§ **Given instruction**
Carry on the newsgroup thread about C compilers and the __cplusplus macro, starting after its last line.

QoI means doing more than the minimum requirement; it means
actually being useful to the user.

The most useful thing a C compiler could do on encountering
__cplusplus would be to #error That's C++. This is a C compiler.

Not so. We want the universal use in the header file.

No, we don't. We want a clear delineation between the two languages.
>I.e:
#ifdef __cplusplus
extern "C"
{
#endif
... normal header file ...
#ifdef __cplusplus
}
#endif

and now the module is callable from C and C++.

At the cost of introducing a syntax error into the C code,
protected by the flimsiest of defences.
No. Protected by the fact that the C standard (the present one,
for C99) specifies that the implementation must not define
__cplusplus. I believe that that name was picked only after
considering as many C compilers as possible, and it was determined
that the requirement would not conflict in any known extant C90
compilers.

--
[mail]: Chuck F (cbfalconer at maineline dot net)
[page]: <http://cbfalconer.home.att.net>
Try the download section.
Oct 10 '08 #76
Keith Thompson wrote:
"Malcolm McLean" <re*******@btinternet.comwrites:
>"Keith Thompson" <ks***@mib.orgwrote:
>>In a typical implementation, it makes sense to have a single
"/usr/include/stdlib.h" file that's usable by either C or C++
code, using the __cplusplus symbol to differentiate. Yes, you
could do it with two separate files, but then you'd have to
have either a different naming scheme or a different header
search path for the C and C++ compilers.

But why should the C be uglified with a C++ construct?

For the reasons I stated above.

Implementations of the standard C headers are already quite ugly
on most systems.
I see no C++ construct in:

#ifdef __cplusplus
/* something */
#endif

--
[mail]: Chuck F (cbfalconer at maineline dot net)
[page]: <http://cbfalconer.home.att.net>
Try the download section.
Oct 10 '08 #77
Ian Collins wrote:
Richard Heathfield wrote:
>If the code is legal C and legal C++, it will either be bad C,
bad C++, or both. Daft idea. Silly to pander to daft ideas.
Harumph, etc.

This is your blinkered view, not fact. Some of us have good
technical reasons to compile some of our C with a C++ compiler.
Why? A C compiler is smaller, and more accurate for compiling C
code. No C++ compiler is needed.

--
[mail]: Chuck F (cbfalconer at maineline dot net)
[page]: <http://cbfalconer.home.att.net>
Try the download section.
Oct 10 '08 #78
CBFalconer wrote:
Ian Collins wrote:
>Richard Heathfield wrote:
>>If the code is legal C and legal C++, it will either be bad C,
bad C++, or both. Daft idea. Silly to pander to daft ideas.
Harumph, etc.
This is your blinkered view, not fact. Some of us have good
technical reasons to compile some of our C with a C++ compiler.

Why? A C compiler is smaller, and more accurate for compiling C
code. No C++ compiler is needed.

§ **Data extract**
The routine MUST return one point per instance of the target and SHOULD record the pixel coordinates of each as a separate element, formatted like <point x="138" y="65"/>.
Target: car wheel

§ **Response to this task**
As I've posted before; I use C++ simulations of hardware to test driver
code. I use typedefs to integer types for registers when compiling in C
for target hardware and C++ classes when compiling as C++ on my
development host. The C++ classes are used to simulate the hardware
behaviour and interface with the test harness when the registers are
read from or written to.

If there was a way to do this in C, I would use C, but there isn't. The
utility of the technique more than justifies the compromises in the C code.

--
Ian Collins
Oct 10 '08 #79
Richard Heathfield wrote:
....
Do you know that one won't be released tomorrow, with such fantastic
compensating advantages that everyone flocks to it despite its strident
approach to __cplusplus?
I'd expect such a "strident approach" to be anti-correlated with the
attitudes needed to produce a compiler with "fantastic compensating
advantages".
Oct 10 '08 #80
CBFalconer said:
Richard Heathfield wrote:
>CBFalconer said:
<snip>
>>>
and now the module is callable from C and C++.

At the cost of introducing a syntax error into the C code,
protected by the flimsiest of defences.

No. Protected by the fact that the C standard (the present one,
for C99)
Chortle chortle chortle, chuckle chuckle, etc etc. Ha and, in fact, ha.
Etc, etc. </smile>

Furrfu, Chuck!

--
Richard Heathfield <http://www.cpax.org.uk>
Email: -http://www. +rjh@
Google users: <http://www.cpax.org.uk/prg/writings/googly.php>
"Usenet is a strange place" - dmr 29 July 1999
Oct 10 '08 #81
On 9 Oct, 21:06, Ian Collins <ian-n...@hotmail.comwrote:
Richard Heathfield wrote:
If the code is legal C and legal C++, it will either be bad C, bad C++,or
both. Daft idea. Silly to pander to daft ideas. Harumph, etc.

This is your blinkered view, not fact. *Some of us have good technical
reasons to compile some of our C with a C++ compiler.
hallelujah!
Richard is inhabiting a bizzare parallel universe on this one

--
Nick Keighley

Oct 10 '08 #82
Ian Collins said:
Richard Heathfield wrote:
>>
If the code is legal C and legal C++, it will either be bad C, bad C++,
or both. Daft idea. Silly to pander to daft ideas. Harumph, etc.
This is your blinkered view, not fact.
NO, sir! It's my blinkered view, AND fact! :-)
Some of us have good technical
reasons to compile some of our C with a C++ compiler.
I've never heard a convincing reason for doing this - including P J
Plauger's reason. But of course I respect your choice. And so, it appears,
do implementers!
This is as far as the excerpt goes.